— START RAW DATA —
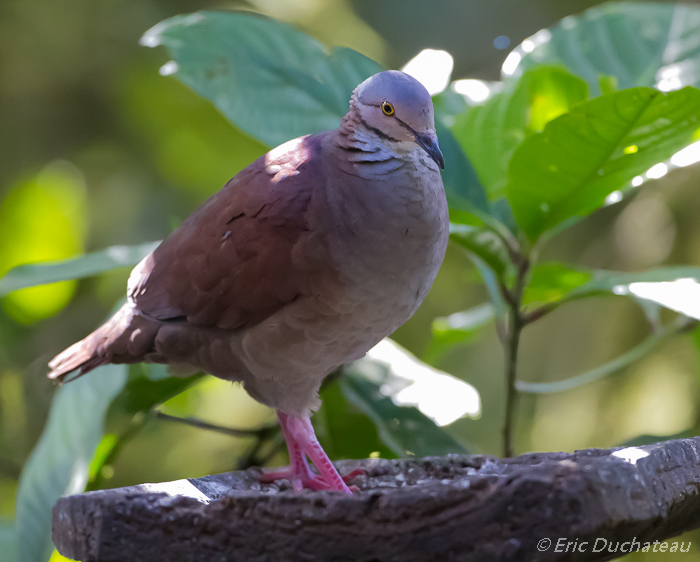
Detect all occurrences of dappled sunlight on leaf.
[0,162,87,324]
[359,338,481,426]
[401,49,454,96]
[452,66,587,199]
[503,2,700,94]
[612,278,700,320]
— END RAW DATA —
— START RAW DATA —
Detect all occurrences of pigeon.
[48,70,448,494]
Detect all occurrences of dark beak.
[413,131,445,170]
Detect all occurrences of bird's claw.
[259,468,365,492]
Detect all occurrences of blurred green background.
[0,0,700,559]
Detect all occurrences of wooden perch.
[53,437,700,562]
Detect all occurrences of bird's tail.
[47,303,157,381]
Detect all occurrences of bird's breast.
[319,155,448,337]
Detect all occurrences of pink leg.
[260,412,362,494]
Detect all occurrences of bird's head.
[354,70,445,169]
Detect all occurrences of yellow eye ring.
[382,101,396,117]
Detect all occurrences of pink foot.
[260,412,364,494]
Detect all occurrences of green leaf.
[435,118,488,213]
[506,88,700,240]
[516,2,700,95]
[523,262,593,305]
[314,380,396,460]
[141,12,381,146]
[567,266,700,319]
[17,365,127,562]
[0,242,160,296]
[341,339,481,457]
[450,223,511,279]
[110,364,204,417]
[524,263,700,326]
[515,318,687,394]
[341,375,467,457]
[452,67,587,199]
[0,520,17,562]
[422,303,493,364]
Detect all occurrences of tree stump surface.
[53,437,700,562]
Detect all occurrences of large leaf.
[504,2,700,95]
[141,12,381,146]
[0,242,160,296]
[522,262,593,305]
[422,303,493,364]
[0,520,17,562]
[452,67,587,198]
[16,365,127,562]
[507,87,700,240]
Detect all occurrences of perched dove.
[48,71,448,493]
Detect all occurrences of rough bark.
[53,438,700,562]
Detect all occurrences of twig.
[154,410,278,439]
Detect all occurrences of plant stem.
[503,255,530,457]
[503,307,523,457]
— END RAW DATA —
— START RAW DATA —
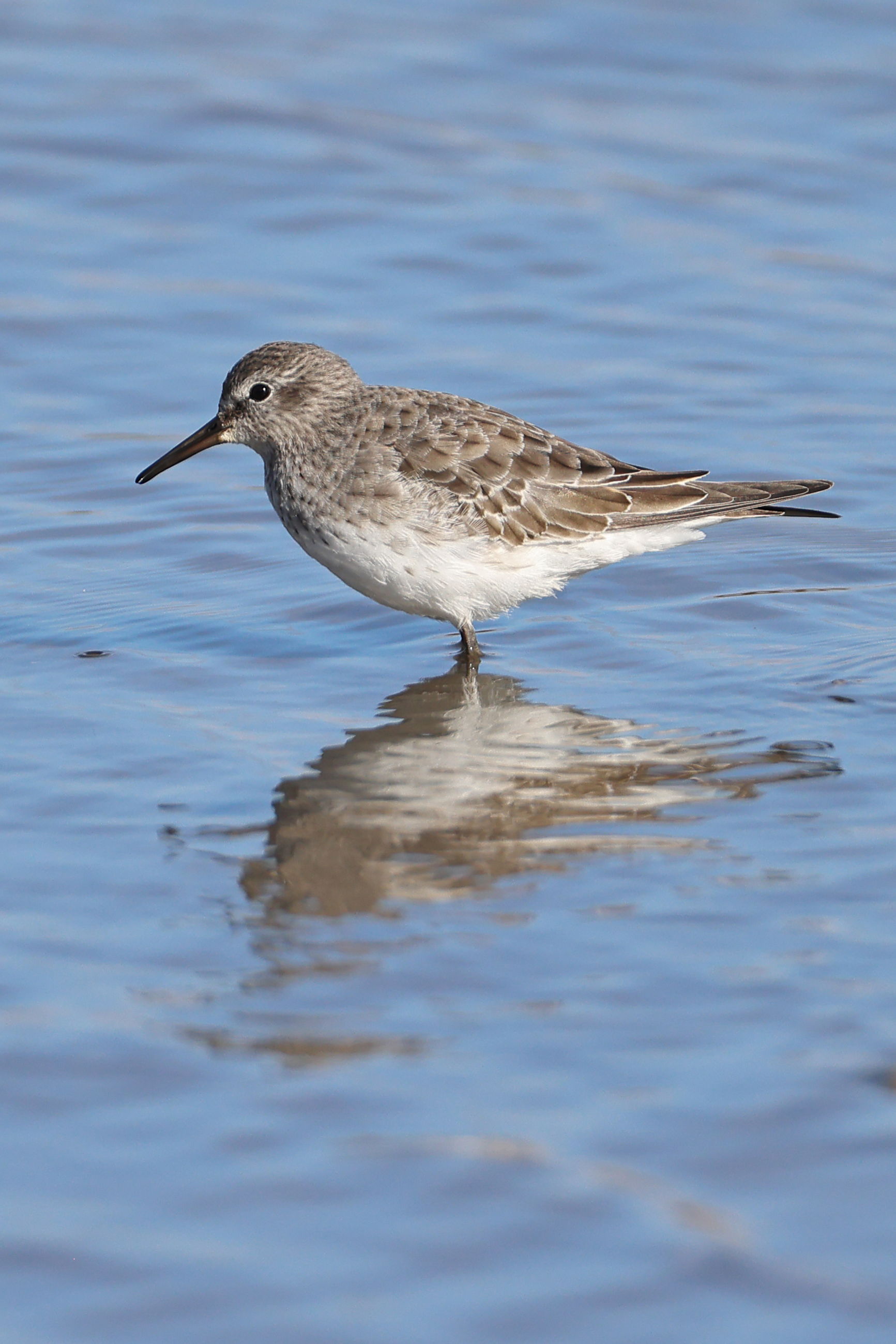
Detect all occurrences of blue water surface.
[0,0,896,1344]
— END RAW DATA —
REQUIREMENTS: Count the lines in the data above that contain the word "surface". Reply with that number only.

OUTPUT FOR THIS TASK: 2